» Passage given:
================
Prevention Of Sexual Harassment At Workplace
Sexual harassment at workplace finds a prominent place in most of the discussions in the corporate world. From a statutory perspective, the Sexual Harassment of Women at Workplace (Prevention, Prohibition and Redressal) Act 2013 (“PoSH Act”) read along with the Sexual Harassment of Women at Workplace (Prevention, Prohibition and Redressal) Rules 2013 (“PoSH Rules”) provides for protection of female employees at the workplace. It defines sexual harassment and places a duty on the employer to prevent and punish any act of sexual harassment and provide a safe working environment at the workplace. The PoSH Act read with the PoSH Rules enumerates the duties of the employer which inter alia includes formulating a policy against sexual harassment and constituting an Internal Committee (“IC”) in an establishment with more than 10 (ten) employees. A policy for prevention of sexual harassment should be robust and well drafted with an aim to promote a healthy and safe working environment at workplace.
Key considerations to be kept in mind while formulating the prevention of sexual harassment policy
Definitions and illustrations
The PoSH Act, which is applicable to all establishments across sectors, provides for protection of employees on the rolls of the establishment as well as contract labourers, volunteers and apprentices. Since sexual harassment is a subjective experience, while framing the policy, illustrative definitions of relevant terms such as employer, employee, workplace and what constitutes an act of sexual harassment should be provided.
================
» Supplied material:
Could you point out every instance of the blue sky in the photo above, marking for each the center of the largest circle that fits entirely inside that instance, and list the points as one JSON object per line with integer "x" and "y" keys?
================
» Exercise brief:
According to the text on preventing sexual harassment at the workplace, which terms should a prevention policy give illustrative definitions for? List each one.

» Solution for this task:
- Employer
- Employee
- Workplace
- What constitutes an act of sexual harassment